**Task goal:**
Extract each line below that contains the word "crowd", treating uppercase and lowercase letters as distinct.

[BEGIN Records supplied]

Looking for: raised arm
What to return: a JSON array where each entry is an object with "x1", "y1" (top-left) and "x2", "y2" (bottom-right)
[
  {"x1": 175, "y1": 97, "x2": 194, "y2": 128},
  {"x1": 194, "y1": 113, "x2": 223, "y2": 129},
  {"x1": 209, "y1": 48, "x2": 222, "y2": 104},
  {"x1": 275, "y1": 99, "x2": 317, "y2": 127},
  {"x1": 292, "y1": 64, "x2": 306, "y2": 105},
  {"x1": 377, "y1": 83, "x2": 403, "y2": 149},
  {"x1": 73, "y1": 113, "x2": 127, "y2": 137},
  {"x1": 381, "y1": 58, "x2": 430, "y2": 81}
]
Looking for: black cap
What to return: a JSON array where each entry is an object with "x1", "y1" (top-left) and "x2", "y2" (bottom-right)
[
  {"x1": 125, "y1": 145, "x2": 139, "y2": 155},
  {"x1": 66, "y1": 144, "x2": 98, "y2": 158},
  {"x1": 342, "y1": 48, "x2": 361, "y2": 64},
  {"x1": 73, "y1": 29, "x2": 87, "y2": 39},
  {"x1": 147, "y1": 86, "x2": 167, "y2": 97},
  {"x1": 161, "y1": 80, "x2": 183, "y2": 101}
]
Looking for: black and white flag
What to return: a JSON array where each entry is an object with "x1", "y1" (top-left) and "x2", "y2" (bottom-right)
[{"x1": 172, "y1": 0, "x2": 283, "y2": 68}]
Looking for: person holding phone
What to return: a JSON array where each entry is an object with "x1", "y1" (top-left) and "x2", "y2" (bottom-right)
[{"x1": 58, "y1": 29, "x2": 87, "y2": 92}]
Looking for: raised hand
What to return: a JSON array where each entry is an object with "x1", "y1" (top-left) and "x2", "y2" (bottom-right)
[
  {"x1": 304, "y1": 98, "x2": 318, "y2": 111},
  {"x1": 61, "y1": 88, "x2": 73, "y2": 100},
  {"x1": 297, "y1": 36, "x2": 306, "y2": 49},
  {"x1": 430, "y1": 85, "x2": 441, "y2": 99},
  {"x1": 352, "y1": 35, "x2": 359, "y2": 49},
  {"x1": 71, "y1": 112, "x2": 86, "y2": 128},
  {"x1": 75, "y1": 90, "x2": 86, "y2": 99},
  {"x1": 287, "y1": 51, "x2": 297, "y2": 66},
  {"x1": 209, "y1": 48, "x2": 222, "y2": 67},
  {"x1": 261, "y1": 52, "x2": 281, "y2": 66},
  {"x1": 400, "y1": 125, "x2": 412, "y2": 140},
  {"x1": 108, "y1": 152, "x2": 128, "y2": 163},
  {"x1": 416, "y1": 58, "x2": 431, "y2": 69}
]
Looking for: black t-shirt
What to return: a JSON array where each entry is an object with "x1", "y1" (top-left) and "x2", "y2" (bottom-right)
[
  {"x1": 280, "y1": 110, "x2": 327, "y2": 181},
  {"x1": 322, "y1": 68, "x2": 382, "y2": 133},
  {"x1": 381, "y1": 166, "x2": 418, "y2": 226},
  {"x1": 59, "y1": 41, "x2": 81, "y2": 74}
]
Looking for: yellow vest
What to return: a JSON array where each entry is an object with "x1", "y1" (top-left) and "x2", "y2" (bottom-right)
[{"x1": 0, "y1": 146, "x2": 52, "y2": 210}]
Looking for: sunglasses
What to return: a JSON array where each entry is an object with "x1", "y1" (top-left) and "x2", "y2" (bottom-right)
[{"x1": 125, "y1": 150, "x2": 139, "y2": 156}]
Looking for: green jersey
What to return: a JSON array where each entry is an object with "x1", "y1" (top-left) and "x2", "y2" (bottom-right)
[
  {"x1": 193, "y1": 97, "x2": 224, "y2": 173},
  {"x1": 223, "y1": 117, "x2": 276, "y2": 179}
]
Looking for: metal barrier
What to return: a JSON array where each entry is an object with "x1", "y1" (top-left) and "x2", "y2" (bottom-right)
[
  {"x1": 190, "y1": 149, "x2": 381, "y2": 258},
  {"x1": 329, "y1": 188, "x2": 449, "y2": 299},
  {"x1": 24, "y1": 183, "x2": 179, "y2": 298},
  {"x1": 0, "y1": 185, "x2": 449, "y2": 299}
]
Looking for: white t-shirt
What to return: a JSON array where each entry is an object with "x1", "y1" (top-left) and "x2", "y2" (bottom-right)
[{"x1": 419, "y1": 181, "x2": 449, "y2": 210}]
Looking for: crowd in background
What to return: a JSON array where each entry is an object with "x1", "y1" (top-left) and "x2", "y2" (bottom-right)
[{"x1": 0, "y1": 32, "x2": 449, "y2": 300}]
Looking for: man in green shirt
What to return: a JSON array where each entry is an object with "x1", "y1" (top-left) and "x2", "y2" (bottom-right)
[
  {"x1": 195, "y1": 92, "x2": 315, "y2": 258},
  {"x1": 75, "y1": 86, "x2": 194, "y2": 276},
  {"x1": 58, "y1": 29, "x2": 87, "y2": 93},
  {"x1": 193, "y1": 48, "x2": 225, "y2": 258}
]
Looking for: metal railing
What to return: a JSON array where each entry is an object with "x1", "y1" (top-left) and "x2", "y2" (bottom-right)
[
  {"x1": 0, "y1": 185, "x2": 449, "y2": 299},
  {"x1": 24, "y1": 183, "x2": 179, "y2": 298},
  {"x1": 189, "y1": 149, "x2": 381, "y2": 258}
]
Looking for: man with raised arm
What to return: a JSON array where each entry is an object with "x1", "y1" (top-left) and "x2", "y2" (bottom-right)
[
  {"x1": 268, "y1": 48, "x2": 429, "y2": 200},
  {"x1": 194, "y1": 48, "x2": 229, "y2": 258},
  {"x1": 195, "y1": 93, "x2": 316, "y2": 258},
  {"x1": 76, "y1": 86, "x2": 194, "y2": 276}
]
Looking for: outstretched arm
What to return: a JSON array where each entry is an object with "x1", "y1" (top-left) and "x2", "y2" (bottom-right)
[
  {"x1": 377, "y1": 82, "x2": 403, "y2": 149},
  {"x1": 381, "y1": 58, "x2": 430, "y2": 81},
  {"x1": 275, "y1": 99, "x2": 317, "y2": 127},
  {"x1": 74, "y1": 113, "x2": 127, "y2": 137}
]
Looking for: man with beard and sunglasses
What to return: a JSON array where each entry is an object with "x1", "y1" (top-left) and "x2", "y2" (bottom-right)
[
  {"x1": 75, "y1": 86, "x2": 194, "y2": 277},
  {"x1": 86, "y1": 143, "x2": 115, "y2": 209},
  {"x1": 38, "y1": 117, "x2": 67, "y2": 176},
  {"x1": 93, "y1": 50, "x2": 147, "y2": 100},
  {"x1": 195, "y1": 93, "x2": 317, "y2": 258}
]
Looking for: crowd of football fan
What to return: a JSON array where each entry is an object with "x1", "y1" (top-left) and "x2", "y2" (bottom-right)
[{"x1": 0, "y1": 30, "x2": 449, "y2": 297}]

[END Records supplied]

**Result for this exercise:**
Looking for: crowd in background
Looking for: crowd of football fan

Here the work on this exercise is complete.